Given text:
--*--

Our problem today is that we’re trying to find our identity in everything outside of God. We’re trying to find identity in ourselves apart from God. We’re trying to find identity in our desires and our security in our titles, how much money we make, and how many followers we have. But if those things do not make us, they have no right to tell us who we are. They describe us, but they do not identify us.
A simple description of you can change. As the popular 90s R&B philosophers TLC once articulated:
You can buy your hair if it won't grow
You can fix your nose if he says so
You can buy all the make-up that MAC can make
You can change just anything about yourself if you want, but the essence of who you are is your identity.
2. Overcome Comparison
When it comes to embracing our identity in Christ, we have to overcome comparison. The fact of the matter is God made us all different for a reason. That’s what He wanted to do. It was not some accident. It was the plan. God finds beauty in diversity, and yet we reject this as we constantly try to, conform as the Bible tells us to the pattern of this world and be like everyone else. That’s an act of the flesh to conform to the world and to just go with the flow of the world. Instead, we’re supposed to be transformed by God, and God has made us all different. So when we see our sister thriving and she’s doing good, just because she’s operating in a different capacity or way than we are does not mean that we’re doing bad. Different is not bad, or worse or better. Different is just different. When God made creation in all of its variety, He said it was good. So we can’t try to be like everyone else to truly embrace who we are in Christ.
3. See Yourself Through God’s Eyes
Finally, if we want to be able to embrace our identity in Christ, we have to align our thoughts with the thoughts of God. God sees the potential in us before we see it in ourselves and oftentimes, He will call us into rooms and give us opportunities that we feel like we can’t do; we feel like we’re too weak. We feel like we’re inadequate and maybe God made a mistake. We have to trust what God sees in us even when we can’t see it in ourselves. He’s not looking for perfection. He sees your potential.
It’s time that we start trusting God's call on our lives more than the weakness that we see in ourselves. He’s going to call you to do something you’ve never done before or go somewhere you’ve never gone before, and if we’re looking to our past to identify if we’re qualified, we won’t find it.
I think about Peter who Jesus called “Rock” and said Peter would be the rock, the foundation of His church. He was a fisherman and he would betray Jesus, but Jesus saw something that Peter didn’t see, yet. He sees something in you that you can’t see yet either, and this is why we have to operate in faith when it comes to embracing our identity in Christ.

--*--

Recorded data:
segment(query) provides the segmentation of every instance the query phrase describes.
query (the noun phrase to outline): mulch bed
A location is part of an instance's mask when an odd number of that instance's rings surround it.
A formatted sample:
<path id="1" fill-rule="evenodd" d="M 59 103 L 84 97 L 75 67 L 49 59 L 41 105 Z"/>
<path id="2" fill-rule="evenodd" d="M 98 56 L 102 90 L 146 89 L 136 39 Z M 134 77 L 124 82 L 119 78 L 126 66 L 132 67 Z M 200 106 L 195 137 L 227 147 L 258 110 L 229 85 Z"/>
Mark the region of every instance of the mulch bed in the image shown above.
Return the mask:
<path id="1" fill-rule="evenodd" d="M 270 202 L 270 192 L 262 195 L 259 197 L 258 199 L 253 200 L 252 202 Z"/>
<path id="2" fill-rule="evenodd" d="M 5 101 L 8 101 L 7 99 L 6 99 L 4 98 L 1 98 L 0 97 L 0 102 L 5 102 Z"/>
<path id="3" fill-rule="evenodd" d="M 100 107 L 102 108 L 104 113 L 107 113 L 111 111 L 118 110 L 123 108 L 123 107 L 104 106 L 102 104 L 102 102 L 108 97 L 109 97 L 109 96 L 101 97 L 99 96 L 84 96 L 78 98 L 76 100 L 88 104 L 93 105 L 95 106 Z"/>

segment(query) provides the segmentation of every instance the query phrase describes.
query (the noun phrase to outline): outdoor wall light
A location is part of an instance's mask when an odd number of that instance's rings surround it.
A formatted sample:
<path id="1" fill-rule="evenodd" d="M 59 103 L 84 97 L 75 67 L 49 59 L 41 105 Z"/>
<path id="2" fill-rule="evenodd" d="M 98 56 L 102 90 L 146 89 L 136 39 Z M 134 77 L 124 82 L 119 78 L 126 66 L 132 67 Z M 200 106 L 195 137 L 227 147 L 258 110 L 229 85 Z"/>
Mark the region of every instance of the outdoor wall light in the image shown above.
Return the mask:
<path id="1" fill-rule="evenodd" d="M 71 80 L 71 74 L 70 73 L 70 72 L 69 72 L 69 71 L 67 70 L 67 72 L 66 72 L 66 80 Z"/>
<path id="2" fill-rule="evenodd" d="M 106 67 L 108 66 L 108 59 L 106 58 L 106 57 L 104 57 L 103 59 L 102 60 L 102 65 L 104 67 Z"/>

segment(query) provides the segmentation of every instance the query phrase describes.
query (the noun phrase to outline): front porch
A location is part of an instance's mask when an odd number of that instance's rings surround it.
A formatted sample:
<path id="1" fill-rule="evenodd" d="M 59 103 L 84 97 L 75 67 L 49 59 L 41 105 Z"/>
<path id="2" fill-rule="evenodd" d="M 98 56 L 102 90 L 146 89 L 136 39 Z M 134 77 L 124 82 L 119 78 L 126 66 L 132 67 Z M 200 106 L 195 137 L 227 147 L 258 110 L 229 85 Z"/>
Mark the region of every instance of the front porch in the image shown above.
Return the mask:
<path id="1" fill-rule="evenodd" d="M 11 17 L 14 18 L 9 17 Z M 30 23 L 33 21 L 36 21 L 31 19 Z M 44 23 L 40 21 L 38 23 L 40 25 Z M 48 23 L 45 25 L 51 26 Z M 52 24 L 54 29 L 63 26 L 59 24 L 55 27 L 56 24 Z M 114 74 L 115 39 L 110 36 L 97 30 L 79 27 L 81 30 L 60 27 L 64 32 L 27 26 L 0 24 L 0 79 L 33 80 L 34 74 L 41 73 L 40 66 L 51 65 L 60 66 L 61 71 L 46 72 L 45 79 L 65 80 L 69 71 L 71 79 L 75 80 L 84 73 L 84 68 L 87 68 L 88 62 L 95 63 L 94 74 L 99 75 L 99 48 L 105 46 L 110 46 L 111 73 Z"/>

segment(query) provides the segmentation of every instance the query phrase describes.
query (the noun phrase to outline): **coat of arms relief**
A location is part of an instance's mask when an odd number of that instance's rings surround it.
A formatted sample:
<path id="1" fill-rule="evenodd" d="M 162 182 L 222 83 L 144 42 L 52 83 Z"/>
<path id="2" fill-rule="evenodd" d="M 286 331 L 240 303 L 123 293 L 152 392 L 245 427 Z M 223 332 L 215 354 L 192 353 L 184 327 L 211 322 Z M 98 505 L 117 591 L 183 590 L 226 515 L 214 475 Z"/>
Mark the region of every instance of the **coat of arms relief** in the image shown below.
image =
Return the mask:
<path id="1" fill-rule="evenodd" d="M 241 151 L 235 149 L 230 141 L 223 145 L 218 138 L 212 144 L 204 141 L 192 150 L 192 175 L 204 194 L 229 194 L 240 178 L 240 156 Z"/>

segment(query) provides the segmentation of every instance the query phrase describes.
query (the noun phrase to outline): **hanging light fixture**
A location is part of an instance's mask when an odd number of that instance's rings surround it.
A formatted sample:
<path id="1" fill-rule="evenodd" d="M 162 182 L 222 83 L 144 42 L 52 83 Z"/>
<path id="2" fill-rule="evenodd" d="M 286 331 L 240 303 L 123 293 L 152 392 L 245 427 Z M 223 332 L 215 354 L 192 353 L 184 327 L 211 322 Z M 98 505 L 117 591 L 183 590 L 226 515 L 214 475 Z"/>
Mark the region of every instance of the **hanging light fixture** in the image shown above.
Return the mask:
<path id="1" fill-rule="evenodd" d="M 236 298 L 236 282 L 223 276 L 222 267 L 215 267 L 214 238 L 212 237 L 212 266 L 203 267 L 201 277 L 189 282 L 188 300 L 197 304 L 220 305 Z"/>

--*--

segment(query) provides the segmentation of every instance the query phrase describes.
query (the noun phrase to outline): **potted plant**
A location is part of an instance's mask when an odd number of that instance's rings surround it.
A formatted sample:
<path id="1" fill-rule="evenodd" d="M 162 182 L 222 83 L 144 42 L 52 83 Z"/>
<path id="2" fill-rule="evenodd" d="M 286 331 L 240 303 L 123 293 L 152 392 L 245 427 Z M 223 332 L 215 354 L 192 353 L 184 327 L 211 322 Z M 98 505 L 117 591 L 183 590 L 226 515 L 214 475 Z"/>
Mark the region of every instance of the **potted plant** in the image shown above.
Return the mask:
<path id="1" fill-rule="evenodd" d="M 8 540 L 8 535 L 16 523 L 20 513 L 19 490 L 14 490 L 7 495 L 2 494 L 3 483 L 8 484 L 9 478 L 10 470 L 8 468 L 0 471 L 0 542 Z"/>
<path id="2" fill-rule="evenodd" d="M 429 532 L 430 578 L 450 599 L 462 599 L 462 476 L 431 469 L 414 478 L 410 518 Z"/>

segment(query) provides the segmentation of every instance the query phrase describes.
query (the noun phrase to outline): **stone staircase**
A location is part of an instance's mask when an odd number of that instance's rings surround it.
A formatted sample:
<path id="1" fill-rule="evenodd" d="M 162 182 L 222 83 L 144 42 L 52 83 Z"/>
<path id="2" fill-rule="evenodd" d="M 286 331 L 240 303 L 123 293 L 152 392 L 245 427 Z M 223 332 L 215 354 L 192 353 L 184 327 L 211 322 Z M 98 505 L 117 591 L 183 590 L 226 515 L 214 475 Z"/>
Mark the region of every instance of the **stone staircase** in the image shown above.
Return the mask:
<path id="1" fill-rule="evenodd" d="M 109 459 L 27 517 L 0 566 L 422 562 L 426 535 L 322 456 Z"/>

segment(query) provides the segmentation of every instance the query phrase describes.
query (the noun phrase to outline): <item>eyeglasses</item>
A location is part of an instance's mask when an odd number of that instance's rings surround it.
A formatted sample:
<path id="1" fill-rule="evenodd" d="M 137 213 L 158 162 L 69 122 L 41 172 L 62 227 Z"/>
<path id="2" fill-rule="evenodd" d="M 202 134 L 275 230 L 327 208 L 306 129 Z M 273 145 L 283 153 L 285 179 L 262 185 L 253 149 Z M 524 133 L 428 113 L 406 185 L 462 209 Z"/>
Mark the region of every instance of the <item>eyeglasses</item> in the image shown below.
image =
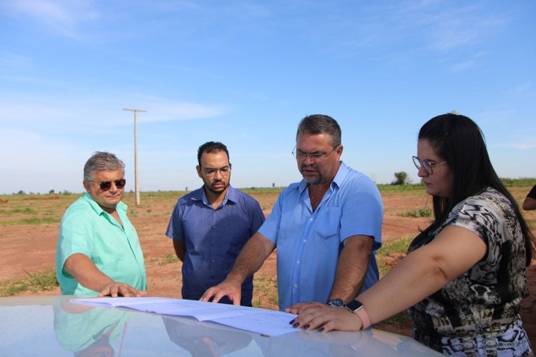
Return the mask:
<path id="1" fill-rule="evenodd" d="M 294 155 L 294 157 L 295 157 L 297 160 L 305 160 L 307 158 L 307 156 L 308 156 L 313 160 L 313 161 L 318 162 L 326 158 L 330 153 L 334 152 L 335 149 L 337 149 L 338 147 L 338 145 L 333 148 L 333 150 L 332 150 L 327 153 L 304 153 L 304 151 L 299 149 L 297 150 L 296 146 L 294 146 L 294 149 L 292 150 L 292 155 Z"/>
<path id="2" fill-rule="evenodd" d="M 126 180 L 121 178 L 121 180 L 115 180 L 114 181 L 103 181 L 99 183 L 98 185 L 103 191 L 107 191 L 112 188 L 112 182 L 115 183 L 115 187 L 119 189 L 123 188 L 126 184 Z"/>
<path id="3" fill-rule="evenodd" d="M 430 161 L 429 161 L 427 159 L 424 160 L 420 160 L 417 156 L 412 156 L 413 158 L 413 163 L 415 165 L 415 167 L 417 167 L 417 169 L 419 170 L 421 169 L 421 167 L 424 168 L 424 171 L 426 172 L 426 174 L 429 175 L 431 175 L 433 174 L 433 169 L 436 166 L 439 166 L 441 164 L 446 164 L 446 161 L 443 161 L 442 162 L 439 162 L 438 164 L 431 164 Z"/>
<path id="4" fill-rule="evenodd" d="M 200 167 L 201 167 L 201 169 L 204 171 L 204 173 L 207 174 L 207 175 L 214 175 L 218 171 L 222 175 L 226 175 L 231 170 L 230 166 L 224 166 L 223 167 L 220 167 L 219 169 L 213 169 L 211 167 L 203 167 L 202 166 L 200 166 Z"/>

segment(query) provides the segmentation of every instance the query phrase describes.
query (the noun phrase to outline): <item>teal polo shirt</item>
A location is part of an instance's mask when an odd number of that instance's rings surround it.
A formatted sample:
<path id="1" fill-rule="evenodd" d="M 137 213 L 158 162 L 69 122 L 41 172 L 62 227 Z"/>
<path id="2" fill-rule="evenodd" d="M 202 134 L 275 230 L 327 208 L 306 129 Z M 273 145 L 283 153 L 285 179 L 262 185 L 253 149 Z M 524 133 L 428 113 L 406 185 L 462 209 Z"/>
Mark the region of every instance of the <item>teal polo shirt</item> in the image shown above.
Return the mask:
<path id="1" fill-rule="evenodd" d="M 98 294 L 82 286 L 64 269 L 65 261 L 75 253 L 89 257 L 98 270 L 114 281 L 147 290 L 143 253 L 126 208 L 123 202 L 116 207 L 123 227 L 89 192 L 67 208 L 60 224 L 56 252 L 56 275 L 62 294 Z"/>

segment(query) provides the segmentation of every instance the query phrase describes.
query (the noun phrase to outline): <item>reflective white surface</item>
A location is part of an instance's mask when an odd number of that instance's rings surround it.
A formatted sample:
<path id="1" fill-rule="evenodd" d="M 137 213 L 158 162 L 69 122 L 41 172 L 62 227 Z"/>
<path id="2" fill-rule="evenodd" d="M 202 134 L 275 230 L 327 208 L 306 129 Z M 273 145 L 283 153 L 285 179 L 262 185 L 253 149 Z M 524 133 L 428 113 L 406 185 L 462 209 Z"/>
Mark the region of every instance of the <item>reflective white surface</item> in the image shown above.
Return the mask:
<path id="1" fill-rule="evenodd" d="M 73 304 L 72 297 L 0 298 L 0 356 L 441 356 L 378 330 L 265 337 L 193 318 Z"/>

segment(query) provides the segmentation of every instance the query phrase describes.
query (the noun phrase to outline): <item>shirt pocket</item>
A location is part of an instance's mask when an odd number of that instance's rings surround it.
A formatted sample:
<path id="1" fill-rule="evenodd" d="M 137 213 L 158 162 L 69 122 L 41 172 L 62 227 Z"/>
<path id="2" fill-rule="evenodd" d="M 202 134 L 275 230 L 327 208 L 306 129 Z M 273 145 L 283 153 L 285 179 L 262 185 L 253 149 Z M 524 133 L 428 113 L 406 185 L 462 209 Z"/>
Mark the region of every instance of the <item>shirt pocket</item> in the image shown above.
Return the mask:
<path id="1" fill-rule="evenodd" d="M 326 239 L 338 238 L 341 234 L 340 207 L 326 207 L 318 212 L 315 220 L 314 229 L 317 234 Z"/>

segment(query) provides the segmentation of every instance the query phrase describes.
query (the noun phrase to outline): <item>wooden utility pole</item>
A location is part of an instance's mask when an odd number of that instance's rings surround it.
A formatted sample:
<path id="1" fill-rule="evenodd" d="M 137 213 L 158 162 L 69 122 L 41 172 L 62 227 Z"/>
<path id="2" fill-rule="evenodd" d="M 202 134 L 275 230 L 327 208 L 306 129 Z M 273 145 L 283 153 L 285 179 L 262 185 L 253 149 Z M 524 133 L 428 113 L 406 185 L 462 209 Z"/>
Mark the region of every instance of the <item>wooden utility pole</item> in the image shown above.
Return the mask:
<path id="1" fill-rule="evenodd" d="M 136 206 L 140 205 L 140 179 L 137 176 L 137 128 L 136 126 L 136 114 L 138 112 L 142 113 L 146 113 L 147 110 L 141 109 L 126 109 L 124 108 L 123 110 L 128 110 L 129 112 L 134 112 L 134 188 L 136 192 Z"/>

--*--

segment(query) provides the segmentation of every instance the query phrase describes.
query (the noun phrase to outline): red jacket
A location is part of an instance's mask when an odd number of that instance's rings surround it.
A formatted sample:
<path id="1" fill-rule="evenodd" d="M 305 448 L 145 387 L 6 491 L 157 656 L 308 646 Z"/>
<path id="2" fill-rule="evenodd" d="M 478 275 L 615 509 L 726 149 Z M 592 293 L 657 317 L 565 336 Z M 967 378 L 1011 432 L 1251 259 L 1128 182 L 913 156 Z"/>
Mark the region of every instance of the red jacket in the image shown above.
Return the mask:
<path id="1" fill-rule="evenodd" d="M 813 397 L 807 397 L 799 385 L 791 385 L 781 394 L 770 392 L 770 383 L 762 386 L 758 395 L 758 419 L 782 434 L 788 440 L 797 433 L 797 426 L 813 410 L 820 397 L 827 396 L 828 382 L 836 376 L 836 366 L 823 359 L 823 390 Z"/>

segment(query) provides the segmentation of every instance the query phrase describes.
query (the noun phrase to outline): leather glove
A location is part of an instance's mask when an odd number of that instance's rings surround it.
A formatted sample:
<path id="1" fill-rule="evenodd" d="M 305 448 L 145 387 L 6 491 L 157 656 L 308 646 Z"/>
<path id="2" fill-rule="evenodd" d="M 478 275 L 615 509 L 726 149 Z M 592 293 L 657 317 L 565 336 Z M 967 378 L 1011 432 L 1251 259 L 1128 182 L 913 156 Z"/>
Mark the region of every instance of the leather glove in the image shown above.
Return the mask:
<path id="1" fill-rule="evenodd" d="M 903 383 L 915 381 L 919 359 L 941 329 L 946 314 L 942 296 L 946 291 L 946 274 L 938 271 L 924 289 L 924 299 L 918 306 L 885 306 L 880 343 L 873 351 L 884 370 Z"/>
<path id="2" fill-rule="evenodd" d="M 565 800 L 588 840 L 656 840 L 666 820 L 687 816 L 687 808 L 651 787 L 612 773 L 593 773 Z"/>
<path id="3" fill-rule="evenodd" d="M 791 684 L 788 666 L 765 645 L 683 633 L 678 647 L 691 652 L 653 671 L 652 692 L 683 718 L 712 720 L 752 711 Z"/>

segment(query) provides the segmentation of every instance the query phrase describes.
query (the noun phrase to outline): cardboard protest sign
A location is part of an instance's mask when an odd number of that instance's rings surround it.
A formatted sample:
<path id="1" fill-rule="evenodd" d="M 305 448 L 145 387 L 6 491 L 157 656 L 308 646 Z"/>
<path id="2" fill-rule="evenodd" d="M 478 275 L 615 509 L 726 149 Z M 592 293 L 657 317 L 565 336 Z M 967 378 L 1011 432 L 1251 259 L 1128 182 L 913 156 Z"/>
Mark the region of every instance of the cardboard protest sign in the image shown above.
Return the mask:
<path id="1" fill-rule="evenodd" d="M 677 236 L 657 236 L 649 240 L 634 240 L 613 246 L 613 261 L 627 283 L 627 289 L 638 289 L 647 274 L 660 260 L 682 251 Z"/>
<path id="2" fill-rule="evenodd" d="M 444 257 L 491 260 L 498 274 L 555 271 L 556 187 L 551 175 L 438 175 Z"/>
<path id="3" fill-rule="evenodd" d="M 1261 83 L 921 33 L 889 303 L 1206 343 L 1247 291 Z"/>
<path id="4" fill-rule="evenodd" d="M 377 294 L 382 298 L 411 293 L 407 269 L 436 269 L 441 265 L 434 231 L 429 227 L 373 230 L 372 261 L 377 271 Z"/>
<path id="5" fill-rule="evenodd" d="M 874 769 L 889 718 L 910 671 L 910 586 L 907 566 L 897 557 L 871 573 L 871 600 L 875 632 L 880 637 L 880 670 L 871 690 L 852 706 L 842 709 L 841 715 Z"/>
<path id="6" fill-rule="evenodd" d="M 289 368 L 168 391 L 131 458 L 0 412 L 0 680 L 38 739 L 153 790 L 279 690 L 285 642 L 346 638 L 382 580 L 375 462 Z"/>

--*--

Problem details:
In the passage on identity in Christ, what was Peter's occupation? The listing plays no part in this work.

Response:
He was a fisherman.